There is a vivid debate about copyright and whether patent law fulfils its role of both protecting authors' rights and enabling innovation. Friends of the free Internet have also developed mechanisms to ensure free and open content under conditions of competition and capitalism and to promote its further development. This has defined and strengthened open standards, but also safeguarded these values through licensing models.

Sharing and receiving has cultural meaning. This is perhaps best depicted by the Creative Commons License, one license model which enables people to use, publish and republish content (parts) by others. The CC Licenses are becoming increasingly popular in public, science, civil society, education and also economic circles, because they can come together under their roof publishers despite very different intentions. Some are doing it from idealist or philanthropist considerations, others as a dissemination strategy – for most, it is a mixture of both. On one hand, sharing intellectual products contributes to a free and open knowledge society, but on the other hand, Creative Commons are a self-service-shop with knowledge that would otherwise have a marketable price. When the price is not expressed by monetary value – what then?


Resource: The Internet’s Own Boy (USA, 105’)

The story of Aaron Swartz (1986-2013), activist and pioneer of ‘creative commons’ concept and movement. The biographical documentary film highlights Swartz’s strong civil engagement for access to knowledge and information. He followed his convictions and ideals to the point of paying for them with his life. Disobeying a law he considered unjust, he downloaded 4.8 million scientific articles from the academic database JSTOR, sharing them publicly, and got arrested. After a legal battle, he committed suicide on 11 January 2013.
======
### REQUIRED TASK 1
From the passage on copyright and Creative Commons, list every circle in which the CC Licenses are said to be gaining popularity.
### REQUIRED TASK 2
Resume the passage on copyright and Creative Commons with a few sentences that pick up right after its final sentence.

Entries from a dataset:
======
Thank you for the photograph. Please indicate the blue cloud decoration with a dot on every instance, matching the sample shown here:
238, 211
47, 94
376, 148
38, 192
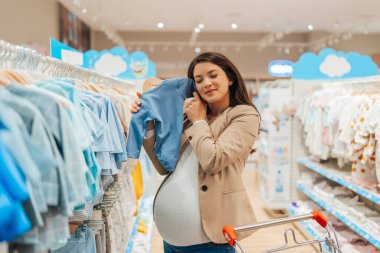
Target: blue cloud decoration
119, 63
330, 64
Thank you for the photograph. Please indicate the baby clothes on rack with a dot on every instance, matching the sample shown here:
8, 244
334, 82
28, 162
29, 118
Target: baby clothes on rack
51, 136
347, 122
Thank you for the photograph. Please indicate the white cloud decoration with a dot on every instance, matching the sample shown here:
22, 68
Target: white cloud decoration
334, 66
111, 65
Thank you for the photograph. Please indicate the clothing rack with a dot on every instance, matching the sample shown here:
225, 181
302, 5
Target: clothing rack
364, 83
18, 57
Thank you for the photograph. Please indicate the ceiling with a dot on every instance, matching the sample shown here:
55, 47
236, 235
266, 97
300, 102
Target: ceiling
218, 15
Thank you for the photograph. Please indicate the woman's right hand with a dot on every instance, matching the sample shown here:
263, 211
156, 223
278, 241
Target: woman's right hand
136, 104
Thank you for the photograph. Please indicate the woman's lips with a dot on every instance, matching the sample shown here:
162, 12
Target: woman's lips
209, 92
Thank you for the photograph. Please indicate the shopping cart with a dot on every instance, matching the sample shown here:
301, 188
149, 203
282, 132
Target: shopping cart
331, 244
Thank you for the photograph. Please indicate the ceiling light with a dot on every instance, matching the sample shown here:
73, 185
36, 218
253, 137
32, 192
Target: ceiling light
279, 35
365, 30
336, 24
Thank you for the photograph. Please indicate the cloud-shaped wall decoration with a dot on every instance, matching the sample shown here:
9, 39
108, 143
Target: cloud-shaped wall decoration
334, 66
119, 63
110, 65
330, 64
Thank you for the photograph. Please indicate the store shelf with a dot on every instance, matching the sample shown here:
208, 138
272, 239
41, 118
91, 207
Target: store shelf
346, 220
338, 177
309, 229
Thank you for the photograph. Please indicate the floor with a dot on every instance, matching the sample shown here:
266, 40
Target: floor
261, 240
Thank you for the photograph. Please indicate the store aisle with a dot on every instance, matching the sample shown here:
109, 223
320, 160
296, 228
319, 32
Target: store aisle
261, 240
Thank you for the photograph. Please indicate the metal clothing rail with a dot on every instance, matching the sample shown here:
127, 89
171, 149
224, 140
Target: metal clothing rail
21, 58
364, 82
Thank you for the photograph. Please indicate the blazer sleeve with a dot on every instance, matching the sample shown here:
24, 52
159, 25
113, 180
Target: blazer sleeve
214, 154
149, 145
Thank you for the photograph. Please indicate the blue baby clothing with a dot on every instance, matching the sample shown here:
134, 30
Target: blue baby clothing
164, 105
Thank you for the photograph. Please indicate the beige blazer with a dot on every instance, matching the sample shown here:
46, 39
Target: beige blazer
222, 148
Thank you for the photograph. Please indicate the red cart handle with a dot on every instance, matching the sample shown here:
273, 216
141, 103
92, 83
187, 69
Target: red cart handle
229, 234
320, 218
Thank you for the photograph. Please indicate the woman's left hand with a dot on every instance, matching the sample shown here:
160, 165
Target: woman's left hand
195, 109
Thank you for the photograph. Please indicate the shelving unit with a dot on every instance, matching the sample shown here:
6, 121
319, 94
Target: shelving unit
338, 176
373, 239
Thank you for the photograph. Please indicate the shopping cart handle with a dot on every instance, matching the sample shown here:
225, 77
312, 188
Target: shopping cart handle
229, 234
320, 218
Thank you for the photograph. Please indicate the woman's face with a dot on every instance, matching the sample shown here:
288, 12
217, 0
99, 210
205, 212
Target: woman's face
212, 83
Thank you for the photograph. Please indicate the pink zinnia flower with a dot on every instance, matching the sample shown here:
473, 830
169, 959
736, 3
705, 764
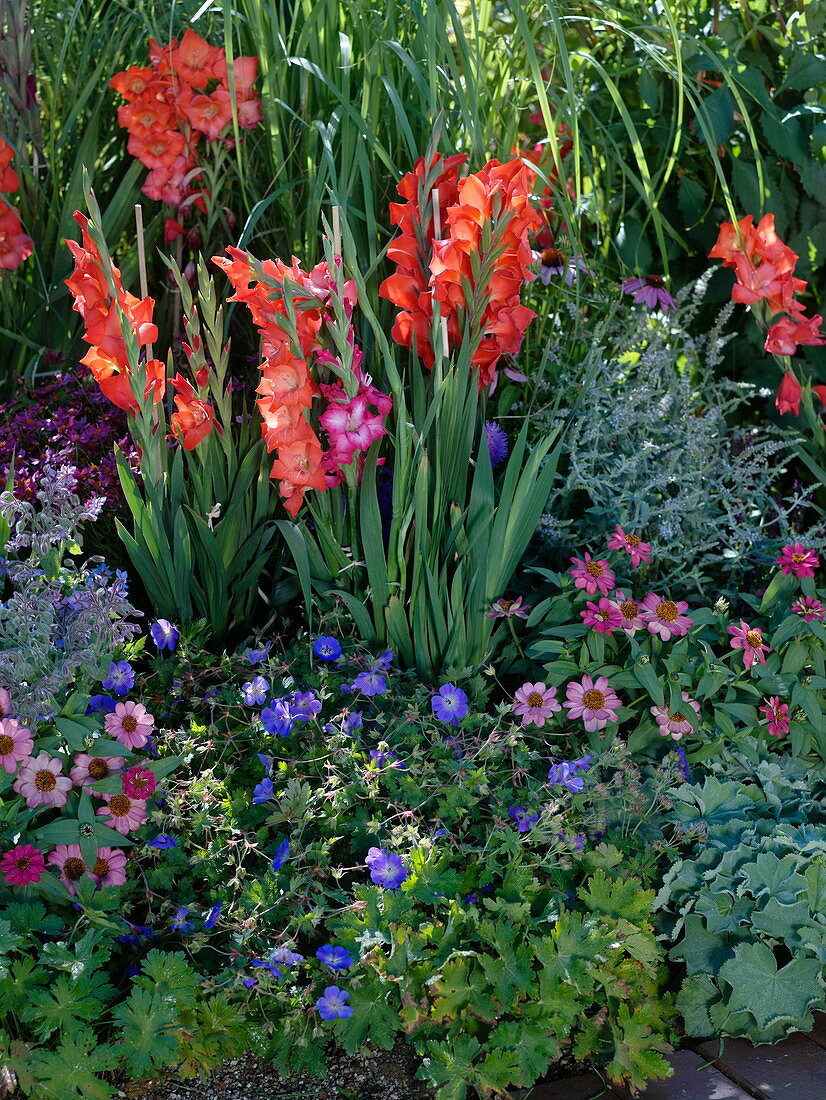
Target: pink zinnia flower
604, 616
23, 865
72, 865
122, 812
810, 608
42, 783
90, 769
536, 703
110, 868
131, 724
592, 574
794, 559
594, 701
750, 640
629, 613
674, 723
665, 617
15, 744
632, 543
778, 715
139, 783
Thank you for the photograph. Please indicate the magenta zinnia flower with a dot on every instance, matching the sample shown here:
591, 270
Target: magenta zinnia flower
42, 783
810, 608
122, 812
632, 543
604, 616
674, 723
535, 703
72, 865
795, 559
592, 575
665, 616
90, 769
750, 640
778, 715
110, 868
131, 724
594, 701
23, 865
15, 745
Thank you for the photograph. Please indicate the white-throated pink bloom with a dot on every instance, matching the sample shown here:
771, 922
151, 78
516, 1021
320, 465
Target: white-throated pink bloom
673, 723
665, 617
42, 783
110, 868
15, 745
594, 701
69, 860
122, 813
131, 724
89, 769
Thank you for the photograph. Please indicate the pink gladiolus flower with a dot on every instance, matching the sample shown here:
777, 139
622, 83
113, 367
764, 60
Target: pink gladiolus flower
69, 860
139, 783
15, 745
535, 703
674, 723
23, 865
632, 543
604, 616
594, 701
750, 640
122, 813
810, 608
629, 613
42, 783
592, 575
778, 715
665, 617
110, 868
795, 559
90, 769
131, 724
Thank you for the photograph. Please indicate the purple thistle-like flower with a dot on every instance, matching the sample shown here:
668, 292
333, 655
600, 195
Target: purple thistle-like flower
386, 868
333, 1005
450, 704
497, 442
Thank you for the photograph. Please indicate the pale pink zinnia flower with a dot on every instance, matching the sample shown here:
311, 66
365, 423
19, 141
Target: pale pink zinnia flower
23, 865
629, 613
665, 617
674, 723
778, 715
131, 724
90, 769
110, 868
604, 616
42, 783
750, 641
810, 608
592, 575
139, 782
536, 703
594, 701
122, 812
632, 543
72, 865
795, 559
15, 745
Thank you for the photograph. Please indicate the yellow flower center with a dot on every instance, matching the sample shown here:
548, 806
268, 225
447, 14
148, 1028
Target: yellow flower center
593, 700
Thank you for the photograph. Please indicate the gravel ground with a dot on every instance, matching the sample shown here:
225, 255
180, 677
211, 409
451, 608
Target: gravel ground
384, 1075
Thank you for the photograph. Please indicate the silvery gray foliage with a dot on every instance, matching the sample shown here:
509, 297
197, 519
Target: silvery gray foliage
62, 622
650, 446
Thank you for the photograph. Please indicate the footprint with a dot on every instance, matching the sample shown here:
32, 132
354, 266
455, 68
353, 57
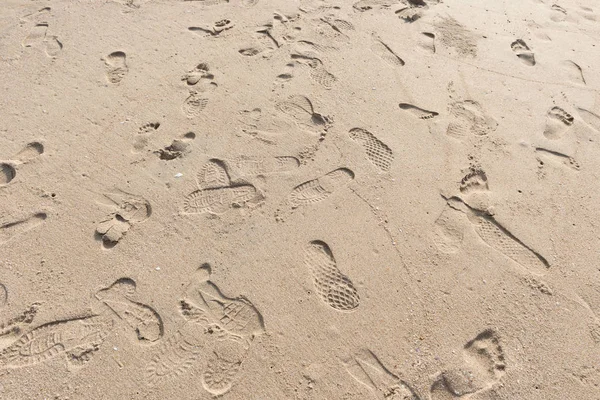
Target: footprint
177, 148
365, 368
474, 181
427, 42
12, 328
377, 152
29, 152
7, 174
76, 338
201, 78
116, 66
500, 239
366, 5
556, 157
300, 109
215, 30
334, 288
12, 229
590, 118
558, 122
215, 193
254, 166
194, 104
523, 52
468, 117
143, 135
574, 71
143, 319
318, 73
448, 233
483, 366
418, 112
384, 52
36, 35
230, 324
52, 46
319, 189
454, 35
129, 210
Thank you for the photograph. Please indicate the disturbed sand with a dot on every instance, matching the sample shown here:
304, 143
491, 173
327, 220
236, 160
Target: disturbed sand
268, 199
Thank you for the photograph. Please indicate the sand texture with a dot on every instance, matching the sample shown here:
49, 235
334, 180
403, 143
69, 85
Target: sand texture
303, 199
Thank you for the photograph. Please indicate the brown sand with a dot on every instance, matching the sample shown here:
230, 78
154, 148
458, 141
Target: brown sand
268, 199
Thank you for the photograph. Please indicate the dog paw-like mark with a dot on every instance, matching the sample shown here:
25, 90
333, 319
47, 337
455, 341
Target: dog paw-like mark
523, 51
215, 30
215, 193
10, 229
558, 122
377, 152
319, 189
366, 369
418, 112
384, 52
230, 324
144, 320
333, 287
500, 239
300, 109
177, 148
556, 157
128, 210
116, 66
468, 117
482, 367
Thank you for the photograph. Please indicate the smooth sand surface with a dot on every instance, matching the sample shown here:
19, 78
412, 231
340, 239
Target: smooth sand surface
269, 199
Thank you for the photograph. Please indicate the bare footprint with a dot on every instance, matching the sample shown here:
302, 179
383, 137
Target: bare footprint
116, 66
418, 112
558, 122
482, 367
523, 52
36, 35
366, 369
52, 46
7, 173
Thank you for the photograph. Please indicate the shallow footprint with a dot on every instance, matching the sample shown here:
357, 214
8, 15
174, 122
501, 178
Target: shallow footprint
523, 52
116, 66
319, 189
7, 173
558, 122
37, 35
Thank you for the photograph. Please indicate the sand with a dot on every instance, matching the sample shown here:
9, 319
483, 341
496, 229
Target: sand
268, 199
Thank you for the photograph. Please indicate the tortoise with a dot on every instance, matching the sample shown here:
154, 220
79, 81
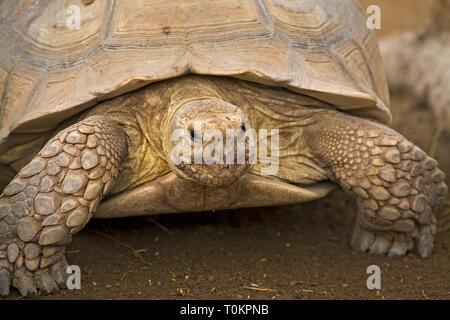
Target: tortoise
96, 120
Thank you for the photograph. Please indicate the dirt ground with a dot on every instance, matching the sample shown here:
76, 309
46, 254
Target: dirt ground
291, 252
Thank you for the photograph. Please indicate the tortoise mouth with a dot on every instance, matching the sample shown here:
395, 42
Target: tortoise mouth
210, 143
212, 175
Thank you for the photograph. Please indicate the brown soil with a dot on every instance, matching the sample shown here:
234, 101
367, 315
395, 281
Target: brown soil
291, 252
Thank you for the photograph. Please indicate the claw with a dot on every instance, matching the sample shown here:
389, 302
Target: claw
58, 273
381, 245
5, 282
425, 245
45, 282
362, 240
25, 285
399, 248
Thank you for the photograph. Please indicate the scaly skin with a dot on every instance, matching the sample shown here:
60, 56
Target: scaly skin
52, 198
397, 187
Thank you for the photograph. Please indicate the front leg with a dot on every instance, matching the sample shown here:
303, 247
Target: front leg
52, 198
397, 187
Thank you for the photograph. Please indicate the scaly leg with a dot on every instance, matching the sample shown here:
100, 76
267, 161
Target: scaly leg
52, 198
398, 188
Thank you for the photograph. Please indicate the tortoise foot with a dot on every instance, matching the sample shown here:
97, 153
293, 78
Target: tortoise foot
52, 198
398, 188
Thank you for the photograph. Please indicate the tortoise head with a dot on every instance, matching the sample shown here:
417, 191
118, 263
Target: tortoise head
209, 142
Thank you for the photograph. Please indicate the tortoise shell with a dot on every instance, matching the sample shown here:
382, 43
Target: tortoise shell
49, 72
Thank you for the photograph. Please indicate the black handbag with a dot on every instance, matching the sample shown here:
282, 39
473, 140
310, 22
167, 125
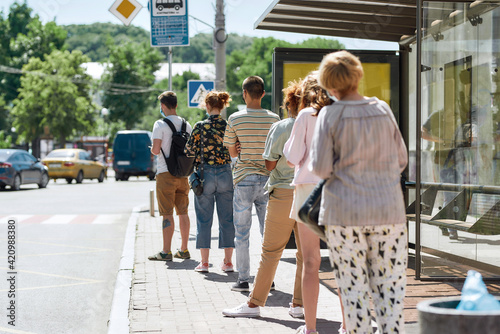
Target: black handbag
448, 173
196, 183
196, 179
309, 211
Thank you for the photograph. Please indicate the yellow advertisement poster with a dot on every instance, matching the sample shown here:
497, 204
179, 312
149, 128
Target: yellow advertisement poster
376, 80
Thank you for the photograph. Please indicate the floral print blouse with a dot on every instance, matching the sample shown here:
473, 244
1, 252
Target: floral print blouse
215, 153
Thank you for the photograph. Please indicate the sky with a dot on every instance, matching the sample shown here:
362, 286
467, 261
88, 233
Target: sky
241, 16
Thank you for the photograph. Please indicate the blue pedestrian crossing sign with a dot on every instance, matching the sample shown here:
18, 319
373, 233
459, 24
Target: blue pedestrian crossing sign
197, 90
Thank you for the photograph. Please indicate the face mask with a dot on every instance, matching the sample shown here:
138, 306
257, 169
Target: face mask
332, 97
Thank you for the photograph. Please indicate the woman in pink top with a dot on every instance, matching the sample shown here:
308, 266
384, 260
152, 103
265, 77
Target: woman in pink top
296, 150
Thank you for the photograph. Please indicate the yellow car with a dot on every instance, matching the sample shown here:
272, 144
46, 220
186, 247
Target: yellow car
73, 163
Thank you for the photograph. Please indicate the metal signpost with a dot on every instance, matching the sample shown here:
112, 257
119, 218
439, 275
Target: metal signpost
197, 89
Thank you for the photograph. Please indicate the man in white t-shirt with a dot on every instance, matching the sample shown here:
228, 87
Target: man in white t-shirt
171, 191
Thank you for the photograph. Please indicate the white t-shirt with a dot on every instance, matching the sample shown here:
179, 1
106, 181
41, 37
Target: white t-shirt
162, 131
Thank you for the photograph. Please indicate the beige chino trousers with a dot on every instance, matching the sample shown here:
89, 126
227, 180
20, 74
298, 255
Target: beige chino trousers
277, 230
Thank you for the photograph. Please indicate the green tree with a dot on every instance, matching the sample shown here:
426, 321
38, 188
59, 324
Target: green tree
127, 81
25, 37
92, 39
5, 141
54, 96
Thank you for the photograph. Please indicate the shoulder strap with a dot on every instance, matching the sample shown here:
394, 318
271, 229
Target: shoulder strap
170, 124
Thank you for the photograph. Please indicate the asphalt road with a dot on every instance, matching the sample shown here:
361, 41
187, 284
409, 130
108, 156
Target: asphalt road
69, 239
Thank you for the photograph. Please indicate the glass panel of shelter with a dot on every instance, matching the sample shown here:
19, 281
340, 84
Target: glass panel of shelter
460, 148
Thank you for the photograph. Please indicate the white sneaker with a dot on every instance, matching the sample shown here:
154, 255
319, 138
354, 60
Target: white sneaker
242, 311
296, 312
302, 330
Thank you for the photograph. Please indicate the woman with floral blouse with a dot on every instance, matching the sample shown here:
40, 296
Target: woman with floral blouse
218, 181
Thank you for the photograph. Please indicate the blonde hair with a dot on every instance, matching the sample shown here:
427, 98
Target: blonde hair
291, 98
340, 70
218, 100
312, 94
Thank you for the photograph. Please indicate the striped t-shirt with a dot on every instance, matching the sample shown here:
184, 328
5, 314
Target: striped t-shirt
250, 127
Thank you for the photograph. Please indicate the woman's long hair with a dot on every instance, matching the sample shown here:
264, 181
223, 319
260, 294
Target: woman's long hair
312, 95
291, 98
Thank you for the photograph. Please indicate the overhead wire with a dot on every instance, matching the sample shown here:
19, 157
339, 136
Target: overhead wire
112, 88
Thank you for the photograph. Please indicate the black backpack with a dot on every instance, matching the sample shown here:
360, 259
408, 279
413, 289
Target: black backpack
178, 163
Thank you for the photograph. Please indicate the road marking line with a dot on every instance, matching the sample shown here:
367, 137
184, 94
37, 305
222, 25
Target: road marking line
55, 286
63, 245
106, 219
59, 219
89, 280
19, 218
15, 331
57, 254
83, 219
======
### EXERCISE RESPONSE 1
public, science, civil society, education, economic

### EXERCISE RESPONSE 2
Released on the Internet with a Creative Commons BY-NC-SA 4.0 license


Open Source and Knowledge

Open Source is software which makes its code base transparent, allowing anyone to check what is programmed and use the software. Their users are encouraged to change and co-create the software within the limitations and opportunities described in the open license models.

An impressive model for organising open source is Github, a platform where developers publish, co-create and maintain software (https://github.com/). Open source development is a process with non-central character. Many different co-creators with very different interests need to be involved. Many of them work in their free time, discuss, negotiate and involve their ideas. One of the most famous projects is the Linux operating system, among many others..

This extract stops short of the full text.